Rewrite the part of the Carl Sagan award text that begins at "Science communication award" and ends after "the award's namesake.", replacing "astronomer" with "planetary scientist".

- SOURCE PASSAGE -
▬▬▬▬▬▬

= Carl Sagan Award for Public Appreciation of Science =

Science communication award

The Carl Sagan Award for Public Understanding of Science is an award presented by the Council of Scientific Society Presidents (CSSP) to individuals who have become “concurrently accomplished as researchers and/or educators, and as widely recognized magnifiers of the public's understanding of science.” The award was first presented in 1993 to astronomer Carl Sagan (1934–1996), who is also the award's namesake.

▬▬▬▬▬▬

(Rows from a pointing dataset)

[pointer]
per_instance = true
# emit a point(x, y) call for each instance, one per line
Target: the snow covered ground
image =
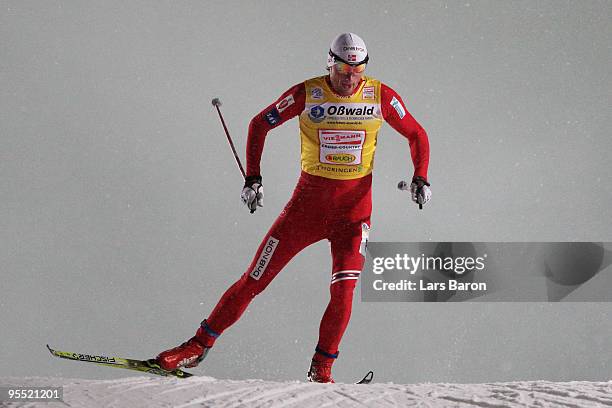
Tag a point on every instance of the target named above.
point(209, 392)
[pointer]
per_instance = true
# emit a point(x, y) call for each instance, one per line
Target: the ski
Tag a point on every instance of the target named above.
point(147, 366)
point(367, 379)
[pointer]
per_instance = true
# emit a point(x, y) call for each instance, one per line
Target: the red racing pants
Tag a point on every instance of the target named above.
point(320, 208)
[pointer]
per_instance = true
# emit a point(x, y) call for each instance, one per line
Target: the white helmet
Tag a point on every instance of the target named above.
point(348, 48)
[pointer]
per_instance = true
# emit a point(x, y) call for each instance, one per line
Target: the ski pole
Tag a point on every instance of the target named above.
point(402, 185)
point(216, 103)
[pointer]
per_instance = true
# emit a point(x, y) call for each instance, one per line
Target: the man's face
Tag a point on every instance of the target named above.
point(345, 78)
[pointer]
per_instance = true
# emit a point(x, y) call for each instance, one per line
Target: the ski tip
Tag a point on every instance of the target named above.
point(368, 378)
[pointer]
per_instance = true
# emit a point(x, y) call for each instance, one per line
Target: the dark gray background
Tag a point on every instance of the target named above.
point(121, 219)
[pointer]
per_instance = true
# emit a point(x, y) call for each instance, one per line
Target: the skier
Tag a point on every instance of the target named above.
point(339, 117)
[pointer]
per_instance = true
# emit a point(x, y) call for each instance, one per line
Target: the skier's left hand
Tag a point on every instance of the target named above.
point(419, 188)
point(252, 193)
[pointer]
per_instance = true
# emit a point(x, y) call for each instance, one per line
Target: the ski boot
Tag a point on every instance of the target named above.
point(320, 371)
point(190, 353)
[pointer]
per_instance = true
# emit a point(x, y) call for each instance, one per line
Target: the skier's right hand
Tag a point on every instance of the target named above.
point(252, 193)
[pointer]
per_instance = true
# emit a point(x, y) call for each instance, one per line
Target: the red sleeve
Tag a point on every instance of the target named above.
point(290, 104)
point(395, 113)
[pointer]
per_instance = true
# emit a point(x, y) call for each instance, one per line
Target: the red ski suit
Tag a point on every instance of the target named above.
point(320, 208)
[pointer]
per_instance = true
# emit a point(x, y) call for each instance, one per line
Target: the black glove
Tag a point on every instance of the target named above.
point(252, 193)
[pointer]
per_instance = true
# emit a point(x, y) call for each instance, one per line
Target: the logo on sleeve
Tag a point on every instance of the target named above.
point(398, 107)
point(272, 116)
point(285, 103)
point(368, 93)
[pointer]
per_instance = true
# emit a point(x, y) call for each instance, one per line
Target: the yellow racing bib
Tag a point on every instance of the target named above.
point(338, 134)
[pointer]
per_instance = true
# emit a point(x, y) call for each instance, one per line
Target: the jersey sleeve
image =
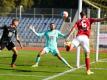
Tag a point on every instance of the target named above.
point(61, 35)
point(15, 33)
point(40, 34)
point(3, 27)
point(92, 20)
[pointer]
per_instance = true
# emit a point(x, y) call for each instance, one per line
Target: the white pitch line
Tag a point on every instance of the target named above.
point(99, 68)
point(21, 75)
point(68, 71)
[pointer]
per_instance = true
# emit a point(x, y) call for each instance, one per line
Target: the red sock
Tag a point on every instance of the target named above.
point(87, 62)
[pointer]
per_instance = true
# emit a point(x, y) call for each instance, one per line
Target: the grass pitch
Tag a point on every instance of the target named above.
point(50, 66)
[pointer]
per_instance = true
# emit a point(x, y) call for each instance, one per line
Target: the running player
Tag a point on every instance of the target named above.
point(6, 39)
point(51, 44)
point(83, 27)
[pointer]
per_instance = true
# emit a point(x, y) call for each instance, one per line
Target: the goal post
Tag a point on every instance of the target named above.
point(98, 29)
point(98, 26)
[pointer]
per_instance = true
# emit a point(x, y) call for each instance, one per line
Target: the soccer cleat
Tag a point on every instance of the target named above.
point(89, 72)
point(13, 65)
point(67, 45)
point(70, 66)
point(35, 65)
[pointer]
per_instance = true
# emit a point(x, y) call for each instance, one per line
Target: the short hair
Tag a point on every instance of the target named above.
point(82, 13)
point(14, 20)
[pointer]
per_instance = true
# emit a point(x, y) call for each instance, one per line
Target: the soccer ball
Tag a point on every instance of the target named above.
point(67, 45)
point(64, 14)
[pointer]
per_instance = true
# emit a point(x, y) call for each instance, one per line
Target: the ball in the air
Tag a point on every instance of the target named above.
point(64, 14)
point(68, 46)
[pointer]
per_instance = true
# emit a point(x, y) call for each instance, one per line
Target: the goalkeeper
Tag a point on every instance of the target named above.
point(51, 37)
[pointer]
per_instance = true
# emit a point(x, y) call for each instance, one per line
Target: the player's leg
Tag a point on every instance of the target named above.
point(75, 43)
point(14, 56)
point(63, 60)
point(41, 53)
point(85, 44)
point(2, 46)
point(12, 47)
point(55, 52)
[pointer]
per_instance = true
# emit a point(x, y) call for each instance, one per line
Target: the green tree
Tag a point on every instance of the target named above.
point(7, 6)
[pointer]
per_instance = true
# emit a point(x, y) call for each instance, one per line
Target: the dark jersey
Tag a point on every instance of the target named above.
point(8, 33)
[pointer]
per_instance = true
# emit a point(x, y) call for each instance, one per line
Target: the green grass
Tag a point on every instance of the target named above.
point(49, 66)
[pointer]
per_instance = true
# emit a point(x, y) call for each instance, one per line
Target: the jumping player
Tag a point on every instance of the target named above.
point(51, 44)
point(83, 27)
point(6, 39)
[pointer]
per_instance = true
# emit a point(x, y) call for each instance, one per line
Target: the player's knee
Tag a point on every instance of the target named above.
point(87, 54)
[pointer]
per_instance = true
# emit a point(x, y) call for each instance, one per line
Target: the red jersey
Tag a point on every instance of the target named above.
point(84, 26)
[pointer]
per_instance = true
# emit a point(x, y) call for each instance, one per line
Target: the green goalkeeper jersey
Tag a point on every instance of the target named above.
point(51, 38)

▬▬▬▬▬▬

- ANSWER IN FULL -
Science communication award

The Carl Sagan Award for Public Understanding of Science is an award presented by the Council of Scientific Society Presidents (CSSP) to individuals who have become “concurrently accomplished as researchers and/or educators, and as widely recognized magnifiers of the public's understanding of science.” The award was first presented in 1993 to planetary scientist Carl Sagan (1934–1996), who is also the award's namesake.